Les combats s'éloignent. Hergla retrouve la paix et la prière. Disons ici la belle légende de " l'homme au foulard ", Sidi Bou Mendil, originaire du Maroc ; revenant du pèlerinage à la Mecque par la mer, miraculeusement porté par son foulard, il s'établit à Hergla, dont il est le saint patron, tandis que son frère qui l’accompagnait, continuait vers le nord et fondait son ermitage sur le roc de Takrouna . C'est à la dynastie Hafside (XIII°s) que Hergla doit la mosquée de Sidi Bou Mendil, construite sur le tombeau du saint.

A Hergla, au temps de la course, les navires faisaient escale, les chevaliers de Malte y renouvelaient leur provision d’eau douce et les ottomans y établirent une garnison

Un épisode encore dans la mémoire du village : mal nourris par leurs maigres cultures, les habitants s’organisent en bande brigande, sous la férule d’un robuste chef dit hercule. Les caravanes dont le va-et-vient est continuel entre Tunis et Sfax, doivent payer tribut. Le Bey se fâche, fait tonner ses canons, disperse les habitants complices, implante une nouvelle population hétérogène, mosaïque de familles venues de tous les points de la Tunisie et… la paix règne sur la route

Hergla, redevient un village tranquille. Le herglien tourne le dos à la mer. Agriculteur, il soigne son oliveraie, implantée par les Husseinites, ses cultures maraîchères, son élevage d’ovins et de caprins. Le chameau, l’âne, le mulet sont ses compagnons de labeur … et n’oublions pas la diligente épouse.

Puis vint l’ALFA ! L’alfa, nous la connaissons bien, cette graminée venue des steppes du sud-ouest, qui arrive à Hergla en bottes serrées. Les mères et les sœurs les assouplissent en les immergeant toute une nuit dans la mer. Il faut voir leur va-et-vient entre mer et village, lorsque, bien droites, drapées dans leur dakhlila rouge vif, la botte d’alfa sur la tête, elles passent, fières silhouettes découpées sur le bleu du ciel et de la mer, sur la blancheur des murs.

_OBJECTIF ÉNONCÉ 1_. Relevez toutes les lignes des enregistrements qui contiennent la chaîne "helmet", en tenant compte de la casse.
L'extrait et les enregistrements proviennent de sources distinctes.

Entrées d'annotation par coordonnées
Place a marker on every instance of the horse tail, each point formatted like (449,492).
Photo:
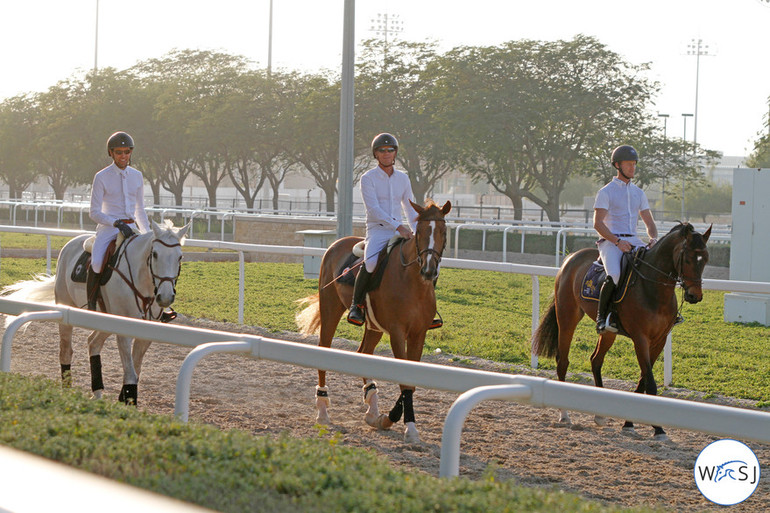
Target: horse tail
(309,318)
(40,289)
(545,339)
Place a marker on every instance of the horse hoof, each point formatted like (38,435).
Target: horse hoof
(411,436)
(383,422)
(371,419)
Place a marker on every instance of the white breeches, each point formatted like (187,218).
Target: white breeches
(104,235)
(611,257)
(376,240)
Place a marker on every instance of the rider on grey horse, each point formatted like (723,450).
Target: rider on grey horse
(117,202)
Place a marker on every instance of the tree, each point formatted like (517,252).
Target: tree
(17,149)
(315,128)
(760,157)
(398,96)
(534,113)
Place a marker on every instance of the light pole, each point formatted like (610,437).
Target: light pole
(270,42)
(697,48)
(96,39)
(663,186)
(684,139)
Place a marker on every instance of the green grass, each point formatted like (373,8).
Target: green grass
(232,471)
(488,315)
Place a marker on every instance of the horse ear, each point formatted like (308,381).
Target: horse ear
(182,233)
(707,233)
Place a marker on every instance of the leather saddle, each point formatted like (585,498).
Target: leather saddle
(80,271)
(347,272)
(595,276)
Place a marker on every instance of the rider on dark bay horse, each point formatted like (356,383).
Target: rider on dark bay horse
(386,193)
(117,201)
(616,210)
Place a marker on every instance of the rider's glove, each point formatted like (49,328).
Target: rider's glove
(124,228)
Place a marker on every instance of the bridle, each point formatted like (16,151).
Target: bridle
(677,277)
(145,303)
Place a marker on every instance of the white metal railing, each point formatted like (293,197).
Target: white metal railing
(534,271)
(475,385)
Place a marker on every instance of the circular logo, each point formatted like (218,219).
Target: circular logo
(726,472)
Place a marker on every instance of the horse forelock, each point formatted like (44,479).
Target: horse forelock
(432,212)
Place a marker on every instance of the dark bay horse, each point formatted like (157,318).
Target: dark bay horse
(403,306)
(646,313)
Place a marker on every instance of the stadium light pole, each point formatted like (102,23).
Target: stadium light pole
(96,39)
(684,138)
(270,42)
(663,186)
(345,165)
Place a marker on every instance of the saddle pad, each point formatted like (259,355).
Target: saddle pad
(80,271)
(595,276)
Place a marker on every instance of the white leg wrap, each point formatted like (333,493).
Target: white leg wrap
(411,436)
(324,396)
(321,404)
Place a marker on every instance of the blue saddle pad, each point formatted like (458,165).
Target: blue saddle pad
(595,276)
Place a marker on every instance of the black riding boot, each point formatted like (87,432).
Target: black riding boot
(605,296)
(438,321)
(356,315)
(92,287)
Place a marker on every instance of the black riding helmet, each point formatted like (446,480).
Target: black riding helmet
(384,139)
(119,140)
(624,152)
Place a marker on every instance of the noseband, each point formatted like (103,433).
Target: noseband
(419,258)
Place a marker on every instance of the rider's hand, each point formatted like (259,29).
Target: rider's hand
(404,231)
(624,246)
(124,228)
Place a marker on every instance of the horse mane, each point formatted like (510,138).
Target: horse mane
(169,231)
(683,229)
(431,212)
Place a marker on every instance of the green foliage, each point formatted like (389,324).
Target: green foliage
(232,471)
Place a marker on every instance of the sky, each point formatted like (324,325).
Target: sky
(44,41)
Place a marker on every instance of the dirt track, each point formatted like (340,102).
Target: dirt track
(521,443)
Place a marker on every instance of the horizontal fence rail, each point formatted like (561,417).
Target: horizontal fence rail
(535,271)
(535,391)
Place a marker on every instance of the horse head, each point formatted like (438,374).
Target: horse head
(430,237)
(165,260)
(690,258)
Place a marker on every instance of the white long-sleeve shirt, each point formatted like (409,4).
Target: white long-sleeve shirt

_OBJECTIF ÉNONCÉ 2_. Citez les animaux que l'extrait désigne comme les compagnons de labeur du herglien.

_RÉPONSE CORRECTE 1_.
Place a marker on every instance of the black riding helmet, each point formatted like (446,480).
Target: black riding helmet

_RÉPONSE CORRECTE 2_. Le chameau, l'âne et le mulet.